RECORDS FOR THE TASK:

+++++

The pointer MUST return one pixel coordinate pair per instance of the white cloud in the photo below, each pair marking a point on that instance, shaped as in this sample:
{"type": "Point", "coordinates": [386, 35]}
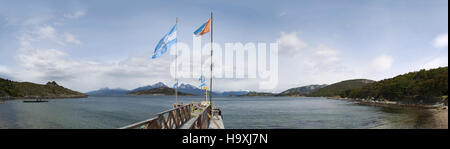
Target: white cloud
{"type": "Point", "coordinates": [382, 63]}
{"type": "Point", "coordinates": [49, 33]}
{"type": "Point", "coordinates": [75, 15]}
{"type": "Point", "coordinates": [69, 38]}
{"type": "Point", "coordinates": [290, 43]}
{"type": "Point", "coordinates": [441, 41]}
{"type": "Point", "coordinates": [4, 72]}
{"type": "Point", "coordinates": [309, 63]}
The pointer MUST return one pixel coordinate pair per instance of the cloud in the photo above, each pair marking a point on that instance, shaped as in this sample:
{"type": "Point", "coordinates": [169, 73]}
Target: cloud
{"type": "Point", "coordinates": [75, 15]}
{"type": "Point", "coordinates": [309, 63]}
{"type": "Point", "coordinates": [290, 43]}
{"type": "Point", "coordinates": [441, 41]}
{"type": "Point", "coordinates": [69, 38]}
{"type": "Point", "coordinates": [49, 33]}
{"type": "Point", "coordinates": [382, 63]}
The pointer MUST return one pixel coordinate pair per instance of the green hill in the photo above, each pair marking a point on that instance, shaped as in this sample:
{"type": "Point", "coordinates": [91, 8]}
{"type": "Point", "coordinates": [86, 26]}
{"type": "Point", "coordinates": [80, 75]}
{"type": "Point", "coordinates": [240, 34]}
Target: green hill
{"type": "Point", "coordinates": [301, 91]}
{"type": "Point", "coordinates": [339, 88]}
{"type": "Point", "coordinates": [422, 86]}
{"type": "Point", "coordinates": [12, 89]}
{"type": "Point", "coordinates": [158, 91]}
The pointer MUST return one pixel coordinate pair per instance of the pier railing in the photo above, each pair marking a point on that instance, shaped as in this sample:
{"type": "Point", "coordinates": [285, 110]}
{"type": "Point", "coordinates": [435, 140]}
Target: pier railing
{"type": "Point", "coordinates": [203, 119]}
{"type": "Point", "coordinates": [170, 119]}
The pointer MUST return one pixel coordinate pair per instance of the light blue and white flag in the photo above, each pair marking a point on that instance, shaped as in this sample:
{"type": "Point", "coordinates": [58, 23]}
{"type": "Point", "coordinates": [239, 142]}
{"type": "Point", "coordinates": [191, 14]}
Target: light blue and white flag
{"type": "Point", "coordinates": [202, 81]}
{"type": "Point", "coordinates": [169, 39]}
{"type": "Point", "coordinates": [175, 85]}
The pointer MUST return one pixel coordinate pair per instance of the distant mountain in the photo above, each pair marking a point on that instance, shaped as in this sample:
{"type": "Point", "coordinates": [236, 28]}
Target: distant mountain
{"type": "Point", "coordinates": [158, 91]}
{"type": "Point", "coordinates": [257, 94]}
{"type": "Point", "coordinates": [337, 88]}
{"type": "Point", "coordinates": [301, 91]}
{"type": "Point", "coordinates": [108, 91]}
{"type": "Point", "coordinates": [12, 89]}
{"type": "Point", "coordinates": [156, 85]}
{"type": "Point", "coordinates": [424, 86]}
{"type": "Point", "coordinates": [187, 88]}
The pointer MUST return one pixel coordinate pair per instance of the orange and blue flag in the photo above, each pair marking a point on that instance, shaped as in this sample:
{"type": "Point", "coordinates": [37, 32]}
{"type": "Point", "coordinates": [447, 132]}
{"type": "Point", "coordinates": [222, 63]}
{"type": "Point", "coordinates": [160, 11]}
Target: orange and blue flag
{"type": "Point", "coordinates": [205, 28]}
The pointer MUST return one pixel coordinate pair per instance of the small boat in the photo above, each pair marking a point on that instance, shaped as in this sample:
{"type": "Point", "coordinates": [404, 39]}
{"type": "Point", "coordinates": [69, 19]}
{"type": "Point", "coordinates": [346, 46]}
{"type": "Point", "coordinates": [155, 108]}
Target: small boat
{"type": "Point", "coordinates": [37, 100]}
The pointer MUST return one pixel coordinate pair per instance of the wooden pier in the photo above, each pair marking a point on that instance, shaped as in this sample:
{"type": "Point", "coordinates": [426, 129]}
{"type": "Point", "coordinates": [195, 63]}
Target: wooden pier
{"type": "Point", "coordinates": [190, 116]}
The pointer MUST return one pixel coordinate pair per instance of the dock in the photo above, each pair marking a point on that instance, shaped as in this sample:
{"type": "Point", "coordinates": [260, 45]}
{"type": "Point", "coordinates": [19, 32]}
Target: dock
{"type": "Point", "coordinates": [189, 116]}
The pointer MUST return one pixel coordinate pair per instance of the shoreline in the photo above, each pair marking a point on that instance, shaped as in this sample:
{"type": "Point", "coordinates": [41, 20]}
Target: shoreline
{"type": "Point", "coordinates": [390, 103]}
{"type": "Point", "coordinates": [55, 97]}
{"type": "Point", "coordinates": [439, 113]}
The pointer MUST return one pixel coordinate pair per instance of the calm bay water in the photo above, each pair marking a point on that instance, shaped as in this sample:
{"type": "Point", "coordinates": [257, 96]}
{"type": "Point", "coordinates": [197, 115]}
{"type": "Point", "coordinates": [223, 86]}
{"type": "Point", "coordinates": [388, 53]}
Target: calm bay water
{"type": "Point", "coordinates": [238, 112]}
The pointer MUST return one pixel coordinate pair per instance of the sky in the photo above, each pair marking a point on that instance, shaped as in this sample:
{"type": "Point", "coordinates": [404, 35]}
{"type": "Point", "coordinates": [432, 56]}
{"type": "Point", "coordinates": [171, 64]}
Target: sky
{"type": "Point", "coordinates": [87, 45]}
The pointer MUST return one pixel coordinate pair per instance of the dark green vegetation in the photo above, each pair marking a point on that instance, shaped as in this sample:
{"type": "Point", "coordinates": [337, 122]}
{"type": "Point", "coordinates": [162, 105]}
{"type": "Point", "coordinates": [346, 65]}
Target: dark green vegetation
{"type": "Point", "coordinates": [158, 91]}
{"type": "Point", "coordinates": [11, 89]}
{"type": "Point", "coordinates": [301, 91]}
{"type": "Point", "coordinates": [337, 89]}
{"type": "Point", "coordinates": [424, 86]}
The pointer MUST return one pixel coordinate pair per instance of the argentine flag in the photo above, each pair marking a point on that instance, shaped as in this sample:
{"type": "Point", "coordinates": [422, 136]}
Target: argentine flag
{"type": "Point", "coordinates": [169, 39]}
{"type": "Point", "coordinates": [202, 81]}
{"type": "Point", "coordinates": [175, 85]}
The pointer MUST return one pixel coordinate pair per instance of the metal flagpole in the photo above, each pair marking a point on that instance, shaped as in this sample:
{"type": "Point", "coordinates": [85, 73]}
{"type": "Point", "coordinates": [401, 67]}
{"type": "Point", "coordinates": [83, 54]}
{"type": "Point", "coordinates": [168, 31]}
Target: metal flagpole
{"type": "Point", "coordinates": [176, 67]}
{"type": "Point", "coordinates": [210, 79]}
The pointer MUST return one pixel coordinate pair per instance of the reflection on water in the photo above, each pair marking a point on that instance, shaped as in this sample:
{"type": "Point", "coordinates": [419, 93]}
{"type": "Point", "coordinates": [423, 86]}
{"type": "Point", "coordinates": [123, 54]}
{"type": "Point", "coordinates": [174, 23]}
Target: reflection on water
{"type": "Point", "coordinates": [238, 112]}
{"type": "Point", "coordinates": [408, 118]}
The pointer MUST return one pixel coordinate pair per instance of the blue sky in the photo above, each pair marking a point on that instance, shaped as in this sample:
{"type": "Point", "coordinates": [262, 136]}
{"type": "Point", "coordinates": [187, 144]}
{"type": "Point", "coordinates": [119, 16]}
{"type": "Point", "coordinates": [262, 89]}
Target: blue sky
{"type": "Point", "coordinates": [85, 45]}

+++++

Transcribe the records above exactly, leaving out every picture.

RIGHT ANSWER:
The pointer MUST return one pixel coordinate pair per instance of the white cloud in the photo below, each pair marking a point on that instance, shaped as in this sample:
{"type": "Point", "coordinates": [386, 35]}
Target: white cloud
{"type": "Point", "coordinates": [382, 63]}
{"type": "Point", "coordinates": [49, 33]}
{"type": "Point", "coordinates": [75, 15]}
{"type": "Point", "coordinates": [69, 38]}
{"type": "Point", "coordinates": [290, 43]}
{"type": "Point", "coordinates": [441, 41]}
{"type": "Point", "coordinates": [4, 72]}
{"type": "Point", "coordinates": [309, 63]}
The pointer MUST return one pixel coordinate pair per instance of the cloud in the photo above, each pair marking a point on that instance, shaped as in this sample:
{"type": "Point", "coordinates": [169, 73]}
Target: cloud
{"type": "Point", "coordinates": [75, 15]}
{"type": "Point", "coordinates": [309, 63]}
{"type": "Point", "coordinates": [290, 43]}
{"type": "Point", "coordinates": [441, 41]}
{"type": "Point", "coordinates": [69, 38]}
{"type": "Point", "coordinates": [49, 33]}
{"type": "Point", "coordinates": [382, 63]}
The pointer MUST return one pixel coordinate pair per instance of the green hill in the photo above, each pair marking a point on that instance, shaped as in this sample:
{"type": "Point", "coordinates": [91, 8]}
{"type": "Point", "coordinates": [86, 26]}
{"type": "Point", "coordinates": [80, 75]}
{"type": "Point", "coordinates": [240, 34]}
Target: green hill
{"type": "Point", "coordinates": [301, 91]}
{"type": "Point", "coordinates": [339, 88]}
{"type": "Point", "coordinates": [422, 86]}
{"type": "Point", "coordinates": [12, 89]}
{"type": "Point", "coordinates": [158, 91]}
The pointer MUST return one pixel coordinate pair per instance of the pier railing in the photo above, each pair marking a point on that instance, shaped as in this sample:
{"type": "Point", "coordinates": [285, 110]}
{"type": "Point", "coordinates": [435, 140]}
Target: pier railing
{"type": "Point", "coordinates": [203, 119]}
{"type": "Point", "coordinates": [170, 119]}
The pointer MUST return one pixel coordinate pair per instance of the light blue and white flag in the photo above, each pair marking a point on that instance, shaped as in this sample:
{"type": "Point", "coordinates": [58, 23]}
{"type": "Point", "coordinates": [239, 142]}
{"type": "Point", "coordinates": [191, 14]}
Target: light blue and white flag
{"type": "Point", "coordinates": [202, 81]}
{"type": "Point", "coordinates": [169, 39]}
{"type": "Point", "coordinates": [175, 85]}
The pointer MUST return one pixel coordinate pair per instance of the distant mountain in the photo above, each pair marking a point on that instance, shaped as in this sample:
{"type": "Point", "coordinates": [236, 28]}
Target: distant mountain
{"type": "Point", "coordinates": [158, 91]}
{"type": "Point", "coordinates": [257, 94]}
{"type": "Point", "coordinates": [337, 88]}
{"type": "Point", "coordinates": [301, 91]}
{"type": "Point", "coordinates": [108, 91]}
{"type": "Point", "coordinates": [12, 89]}
{"type": "Point", "coordinates": [156, 85]}
{"type": "Point", "coordinates": [424, 86]}
{"type": "Point", "coordinates": [187, 88]}
The pointer MUST return one pixel coordinate pair per instance of the orange and blue flag in the photo above, each pair marking a point on that instance, shaped as in this sample:
{"type": "Point", "coordinates": [37, 32]}
{"type": "Point", "coordinates": [447, 132]}
{"type": "Point", "coordinates": [222, 63]}
{"type": "Point", "coordinates": [160, 11]}
Target: orange and blue flag
{"type": "Point", "coordinates": [205, 28]}
The pointer MUST return one pixel coordinate pair per instance of the small boat in the photo above, each pair marking a point on that instance, shaped as in this sample:
{"type": "Point", "coordinates": [404, 39]}
{"type": "Point", "coordinates": [69, 19]}
{"type": "Point", "coordinates": [346, 46]}
{"type": "Point", "coordinates": [155, 108]}
Target: small boat
{"type": "Point", "coordinates": [37, 100]}
The pointer MUST return one pixel coordinate pair per instance of the wooden pier in the photo above, each pair marking a point on that instance, shaped as in this sample:
{"type": "Point", "coordinates": [426, 129]}
{"type": "Point", "coordinates": [195, 63]}
Target: wooden pier
{"type": "Point", "coordinates": [190, 116]}
The pointer MUST return one pixel coordinate pair per instance of the dock in the photo above, each pair marking a point on that instance, shaped as in this sample:
{"type": "Point", "coordinates": [260, 45]}
{"type": "Point", "coordinates": [19, 32]}
Target: dock
{"type": "Point", "coordinates": [189, 116]}
The pointer MUST return one pixel coordinate pair per instance of the shoreline in the photo above, each pair marking a point on that instance, shaped as in this sample:
{"type": "Point", "coordinates": [41, 20]}
Target: shoreline
{"type": "Point", "coordinates": [390, 103]}
{"type": "Point", "coordinates": [55, 97]}
{"type": "Point", "coordinates": [439, 113]}
The pointer MUST return one pixel coordinate pair per instance of the calm bay water in the photo above, each pair marking a point on that instance, shaped as in this sample:
{"type": "Point", "coordinates": [257, 96]}
{"type": "Point", "coordinates": [197, 115]}
{"type": "Point", "coordinates": [223, 86]}
{"type": "Point", "coordinates": [388, 53]}
Target: calm bay water
{"type": "Point", "coordinates": [238, 112]}
The pointer MUST return one pixel coordinate pair per instance of the sky in the photo above, each pair marking a point on that instance, shaped as in this sample:
{"type": "Point", "coordinates": [404, 35]}
{"type": "Point", "coordinates": [432, 56]}
{"type": "Point", "coordinates": [171, 64]}
Target: sky
{"type": "Point", "coordinates": [87, 45]}
The pointer MUST return one pixel coordinate pair per instance of the dark green vegetation in the photo above, each pair marking a point on that instance, shaped as in this sample:
{"type": "Point", "coordinates": [337, 122]}
{"type": "Point", "coordinates": [162, 105]}
{"type": "Point", "coordinates": [346, 65]}
Target: dark green vegetation
{"type": "Point", "coordinates": [158, 91]}
{"type": "Point", "coordinates": [11, 89]}
{"type": "Point", "coordinates": [301, 91]}
{"type": "Point", "coordinates": [337, 89]}
{"type": "Point", "coordinates": [424, 86]}
The pointer MUST return one pixel coordinate pair per instance of the argentine flag in the photo above, each pair marking a point on that instance, shaped as in this sample:
{"type": "Point", "coordinates": [422, 136]}
Target: argentine flag
{"type": "Point", "coordinates": [169, 39]}
{"type": "Point", "coordinates": [202, 81]}
{"type": "Point", "coordinates": [175, 85]}
The pointer MUST return one pixel coordinate pair per instance of the metal flagpole in the photo above, each pair marking a point on that instance, shaped as in this sample:
{"type": "Point", "coordinates": [85, 73]}
{"type": "Point", "coordinates": [401, 67]}
{"type": "Point", "coordinates": [83, 54]}
{"type": "Point", "coordinates": [168, 31]}
Target: metal flagpole
{"type": "Point", "coordinates": [176, 67]}
{"type": "Point", "coordinates": [210, 79]}
The pointer MUST return one pixel coordinate pair per instance of the reflection on water in the photo above, each pair marking a point on that instance, shaped as in this sample:
{"type": "Point", "coordinates": [419, 93]}
{"type": "Point", "coordinates": [423, 86]}
{"type": "Point", "coordinates": [123, 54]}
{"type": "Point", "coordinates": [174, 23]}
Target: reflection on water
{"type": "Point", "coordinates": [238, 112]}
{"type": "Point", "coordinates": [408, 118]}
The pointer MUST return one pixel coordinate pair per instance of the blue sky in the photo above, each pair marking a point on that instance, shaped as in this sample:
{"type": "Point", "coordinates": [262, 136]}
{"type": "Point", "coordinates": [187, 144]}
{"type": "Point", "coordinates": [119, 16]}
{"type": "Point", "coordinates": [262, 89]}
Target: blue sky
{"type": "Point", "coordinates": [85, 45]}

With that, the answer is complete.